TO DO:
1. Answer each question using the teeth whitening text.
(a) Which three drinks does it name as particularly likely to cause severe stains?
(b) What is the yellowish layer under the enamel called?
(c) What is used to protect the gums from the bleaching agent during chair-side whitening?
2. Translate this sentence from the teeth whitening text into Spanish: "Enamel tends to wear down and become thinner with age, which allows the yellowish underlayer, or dentin, to show through."
3. Carry the teeth whitening text forward from its final sentence.

··· SOURCE TEXT ···

Whitening is purely for looks and doesn’t affect your bite.
Babies and children really do have pearly whites, but as people age, their teeth can become stained or yellowed. Coffee, tea, and red wine are particularly likely to cause severe stains, as they contain chemical compounds called chromogens that leave pigments in the tooth enamel.
Enamel tends to wear down and become thinner with age, which allows the yellowish underlayer, or dentin, to show through. Tobacco, whether smoked or chewed, leaves yellow or brownish stains on the teeth. Radiation therapy, chemotherapy, and some medications may also stain the teeth.
How do dentists whiten teeth?
Chair-side whitening is much more effective as your dentist can use a stronger concentration of the bleaching agent, though some teeth whitening products are available over-the-counter. At-home products contain hydrogen peroxide gels or strip.
Carbamide peroxide is used in chair-side whitening. We’ll use a dental dam to protect your gums from the bleaching agent, which we brush onto all surfaces of your teeth.

··· EXERCISE DATA ···

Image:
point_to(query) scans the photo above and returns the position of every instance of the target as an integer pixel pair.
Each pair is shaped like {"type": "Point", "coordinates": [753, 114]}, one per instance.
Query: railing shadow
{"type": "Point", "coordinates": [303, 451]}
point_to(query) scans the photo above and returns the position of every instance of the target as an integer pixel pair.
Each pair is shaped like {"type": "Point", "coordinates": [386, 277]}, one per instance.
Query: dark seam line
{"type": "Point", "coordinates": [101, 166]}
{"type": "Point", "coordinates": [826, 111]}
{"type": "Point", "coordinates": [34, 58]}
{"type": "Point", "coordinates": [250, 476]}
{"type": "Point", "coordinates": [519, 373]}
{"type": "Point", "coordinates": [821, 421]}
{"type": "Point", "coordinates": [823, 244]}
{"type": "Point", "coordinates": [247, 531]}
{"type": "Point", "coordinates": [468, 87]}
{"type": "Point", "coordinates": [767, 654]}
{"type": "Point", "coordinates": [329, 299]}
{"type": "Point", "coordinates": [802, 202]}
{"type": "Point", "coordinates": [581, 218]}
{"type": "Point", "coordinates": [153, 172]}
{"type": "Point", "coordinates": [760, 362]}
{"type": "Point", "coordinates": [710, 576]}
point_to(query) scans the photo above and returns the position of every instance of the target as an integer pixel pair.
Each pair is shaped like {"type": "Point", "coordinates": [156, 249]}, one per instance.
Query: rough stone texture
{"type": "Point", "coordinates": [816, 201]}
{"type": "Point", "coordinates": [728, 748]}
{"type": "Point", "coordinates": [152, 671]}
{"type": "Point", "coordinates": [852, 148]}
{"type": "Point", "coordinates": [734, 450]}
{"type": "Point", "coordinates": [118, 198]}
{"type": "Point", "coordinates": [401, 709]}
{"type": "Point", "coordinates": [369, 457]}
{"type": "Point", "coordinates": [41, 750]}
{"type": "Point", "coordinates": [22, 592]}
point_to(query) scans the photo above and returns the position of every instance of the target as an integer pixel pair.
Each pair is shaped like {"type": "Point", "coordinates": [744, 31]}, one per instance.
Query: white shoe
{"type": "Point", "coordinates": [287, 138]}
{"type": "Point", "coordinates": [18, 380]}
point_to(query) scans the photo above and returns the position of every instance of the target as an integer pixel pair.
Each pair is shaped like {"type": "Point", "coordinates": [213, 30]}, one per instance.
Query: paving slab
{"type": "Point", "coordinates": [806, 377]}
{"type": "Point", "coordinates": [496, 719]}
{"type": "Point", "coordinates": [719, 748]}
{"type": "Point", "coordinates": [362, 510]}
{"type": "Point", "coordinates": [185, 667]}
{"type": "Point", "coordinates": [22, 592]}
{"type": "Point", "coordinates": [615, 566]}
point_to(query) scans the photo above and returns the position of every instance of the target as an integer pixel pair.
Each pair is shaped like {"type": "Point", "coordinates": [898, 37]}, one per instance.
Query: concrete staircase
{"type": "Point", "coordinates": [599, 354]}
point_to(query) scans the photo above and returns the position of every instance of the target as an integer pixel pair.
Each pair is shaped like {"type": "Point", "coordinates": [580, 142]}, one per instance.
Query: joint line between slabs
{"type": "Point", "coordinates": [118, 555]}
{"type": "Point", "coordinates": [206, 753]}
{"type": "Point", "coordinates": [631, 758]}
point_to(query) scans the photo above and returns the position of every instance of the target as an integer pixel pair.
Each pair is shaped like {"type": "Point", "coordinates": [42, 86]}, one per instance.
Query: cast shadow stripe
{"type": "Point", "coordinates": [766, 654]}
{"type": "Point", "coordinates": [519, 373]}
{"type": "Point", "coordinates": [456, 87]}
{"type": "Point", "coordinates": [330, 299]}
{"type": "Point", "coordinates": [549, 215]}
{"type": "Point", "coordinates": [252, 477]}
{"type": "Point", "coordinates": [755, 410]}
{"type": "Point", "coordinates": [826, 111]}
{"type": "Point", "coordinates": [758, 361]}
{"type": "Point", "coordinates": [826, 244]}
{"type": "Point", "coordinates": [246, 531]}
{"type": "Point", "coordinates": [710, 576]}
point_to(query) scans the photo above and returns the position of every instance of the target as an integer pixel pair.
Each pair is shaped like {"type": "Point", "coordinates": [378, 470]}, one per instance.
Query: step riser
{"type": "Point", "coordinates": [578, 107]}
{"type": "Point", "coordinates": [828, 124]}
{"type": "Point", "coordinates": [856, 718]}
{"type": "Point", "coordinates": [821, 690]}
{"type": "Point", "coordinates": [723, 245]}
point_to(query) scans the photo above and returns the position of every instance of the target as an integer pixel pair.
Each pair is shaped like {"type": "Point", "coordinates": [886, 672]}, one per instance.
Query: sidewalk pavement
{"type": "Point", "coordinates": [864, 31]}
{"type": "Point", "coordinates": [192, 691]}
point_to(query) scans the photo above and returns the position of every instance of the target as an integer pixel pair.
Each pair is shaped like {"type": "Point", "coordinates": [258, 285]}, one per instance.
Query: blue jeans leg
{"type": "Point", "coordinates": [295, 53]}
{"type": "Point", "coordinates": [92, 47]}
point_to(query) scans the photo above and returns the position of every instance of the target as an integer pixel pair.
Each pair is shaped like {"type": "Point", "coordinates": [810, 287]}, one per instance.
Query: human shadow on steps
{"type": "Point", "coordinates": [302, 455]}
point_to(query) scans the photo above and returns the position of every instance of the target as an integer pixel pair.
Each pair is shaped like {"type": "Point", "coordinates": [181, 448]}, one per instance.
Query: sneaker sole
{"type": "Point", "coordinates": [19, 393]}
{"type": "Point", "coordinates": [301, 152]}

···
··· EXERCISE DATA ···

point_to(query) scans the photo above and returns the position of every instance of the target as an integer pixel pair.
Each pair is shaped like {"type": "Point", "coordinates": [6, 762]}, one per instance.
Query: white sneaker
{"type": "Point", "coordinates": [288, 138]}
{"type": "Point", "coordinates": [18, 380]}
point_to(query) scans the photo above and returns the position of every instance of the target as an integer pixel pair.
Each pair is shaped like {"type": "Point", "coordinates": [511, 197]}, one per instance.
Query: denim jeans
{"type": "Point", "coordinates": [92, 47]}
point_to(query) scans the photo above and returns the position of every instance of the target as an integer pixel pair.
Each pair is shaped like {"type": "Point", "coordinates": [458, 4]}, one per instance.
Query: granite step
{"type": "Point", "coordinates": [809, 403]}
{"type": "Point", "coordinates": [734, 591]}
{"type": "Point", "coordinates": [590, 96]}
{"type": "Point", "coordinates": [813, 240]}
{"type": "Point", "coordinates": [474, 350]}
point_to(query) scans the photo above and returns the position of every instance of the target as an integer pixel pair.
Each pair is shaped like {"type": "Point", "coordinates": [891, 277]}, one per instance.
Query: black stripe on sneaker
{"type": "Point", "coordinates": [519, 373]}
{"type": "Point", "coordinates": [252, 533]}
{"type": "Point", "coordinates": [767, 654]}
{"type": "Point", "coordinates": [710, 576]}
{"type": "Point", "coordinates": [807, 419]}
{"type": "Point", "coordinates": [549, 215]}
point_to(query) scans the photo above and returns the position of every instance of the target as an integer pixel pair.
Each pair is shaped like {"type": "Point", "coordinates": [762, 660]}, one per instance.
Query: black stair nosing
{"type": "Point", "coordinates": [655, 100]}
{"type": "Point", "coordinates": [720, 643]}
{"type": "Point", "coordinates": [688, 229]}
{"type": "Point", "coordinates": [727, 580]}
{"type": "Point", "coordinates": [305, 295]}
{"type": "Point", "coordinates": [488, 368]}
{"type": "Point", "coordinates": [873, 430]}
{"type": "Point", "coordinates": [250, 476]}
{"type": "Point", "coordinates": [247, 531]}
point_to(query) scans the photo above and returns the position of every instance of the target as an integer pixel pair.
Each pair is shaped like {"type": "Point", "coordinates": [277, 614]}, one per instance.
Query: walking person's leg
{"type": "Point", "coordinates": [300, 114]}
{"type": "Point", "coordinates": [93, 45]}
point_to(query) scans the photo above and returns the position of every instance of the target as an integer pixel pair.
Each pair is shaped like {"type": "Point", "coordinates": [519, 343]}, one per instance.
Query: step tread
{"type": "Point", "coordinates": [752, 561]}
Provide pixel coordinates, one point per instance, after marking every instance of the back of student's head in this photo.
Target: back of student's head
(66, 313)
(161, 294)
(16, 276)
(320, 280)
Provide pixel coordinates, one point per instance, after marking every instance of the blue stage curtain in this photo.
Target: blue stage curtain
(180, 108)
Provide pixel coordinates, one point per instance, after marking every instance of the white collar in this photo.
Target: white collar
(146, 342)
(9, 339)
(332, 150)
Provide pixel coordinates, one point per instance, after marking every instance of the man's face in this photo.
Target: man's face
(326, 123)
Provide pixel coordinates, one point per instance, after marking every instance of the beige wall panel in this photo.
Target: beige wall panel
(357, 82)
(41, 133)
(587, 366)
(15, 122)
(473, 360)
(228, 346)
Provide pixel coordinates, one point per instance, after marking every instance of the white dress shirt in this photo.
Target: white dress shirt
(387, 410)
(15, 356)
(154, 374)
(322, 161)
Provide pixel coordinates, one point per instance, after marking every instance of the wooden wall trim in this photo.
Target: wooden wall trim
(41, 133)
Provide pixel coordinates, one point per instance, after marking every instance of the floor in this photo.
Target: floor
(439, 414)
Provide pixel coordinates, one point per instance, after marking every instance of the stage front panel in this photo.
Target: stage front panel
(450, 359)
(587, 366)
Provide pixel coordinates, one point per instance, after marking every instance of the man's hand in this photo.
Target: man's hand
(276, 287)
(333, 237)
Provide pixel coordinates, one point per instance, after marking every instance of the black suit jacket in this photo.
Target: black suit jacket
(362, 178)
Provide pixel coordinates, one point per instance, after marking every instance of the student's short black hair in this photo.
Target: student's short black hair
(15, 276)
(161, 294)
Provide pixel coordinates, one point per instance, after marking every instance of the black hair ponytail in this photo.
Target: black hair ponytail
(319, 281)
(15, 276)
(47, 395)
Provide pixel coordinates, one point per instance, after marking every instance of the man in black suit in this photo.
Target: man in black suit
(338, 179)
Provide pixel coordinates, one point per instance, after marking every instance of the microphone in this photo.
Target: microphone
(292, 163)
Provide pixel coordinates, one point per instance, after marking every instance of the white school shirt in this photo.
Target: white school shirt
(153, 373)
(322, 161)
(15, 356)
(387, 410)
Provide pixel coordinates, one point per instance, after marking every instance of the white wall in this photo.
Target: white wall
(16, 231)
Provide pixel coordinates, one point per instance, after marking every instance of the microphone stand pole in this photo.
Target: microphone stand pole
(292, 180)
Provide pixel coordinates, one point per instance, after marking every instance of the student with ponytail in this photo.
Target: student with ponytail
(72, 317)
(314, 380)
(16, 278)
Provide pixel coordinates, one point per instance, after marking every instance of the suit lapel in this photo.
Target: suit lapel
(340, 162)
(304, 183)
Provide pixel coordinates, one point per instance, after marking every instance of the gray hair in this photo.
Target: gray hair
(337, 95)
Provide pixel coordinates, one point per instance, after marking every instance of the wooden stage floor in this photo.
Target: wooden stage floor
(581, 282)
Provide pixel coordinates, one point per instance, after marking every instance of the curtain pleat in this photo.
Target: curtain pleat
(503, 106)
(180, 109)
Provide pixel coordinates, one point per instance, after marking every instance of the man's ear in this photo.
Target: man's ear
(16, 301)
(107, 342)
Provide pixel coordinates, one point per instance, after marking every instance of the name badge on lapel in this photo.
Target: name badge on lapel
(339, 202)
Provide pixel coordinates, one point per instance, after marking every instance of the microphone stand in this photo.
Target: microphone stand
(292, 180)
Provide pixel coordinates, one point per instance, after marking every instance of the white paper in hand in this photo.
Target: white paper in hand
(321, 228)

···

PER-TASK ANSWERS:
1.
(a) Coffee, tea, and red wine.
(b) Dentin.
(c) A dental dam.

2. El esmalte tiende a desgastarse y volverse más delgado con la edad, lo que permite que la capa subyacente amarillenta, o dentina, se transparente.

3.
A special light or laser treatment can increase the bleaching effect. In many cases, you only need a single treatment, but additional treatments are possible. A treatment usually takes about 45 minutes and does not cause discomfort.
What are the potential problems or side effects?
If your enamel is thin enough to allow the whitening product to reach the dentin layer, you may experience sensitivity. This sensitivity should be temporary. At-home whiteners can damage the tooth enamel or gums if you use it too frequently.
Yellowed teeth usually respond well to bleaching products, but if your teeth have a grayish tone, bleaching will probably be less successful. Deep stains from medications or injuries may not respond to bleaching, and teeth with a brownish discoloration may not bleach successfully.
Bleaching can’t be used for crowns or veneers, only on natural teeth.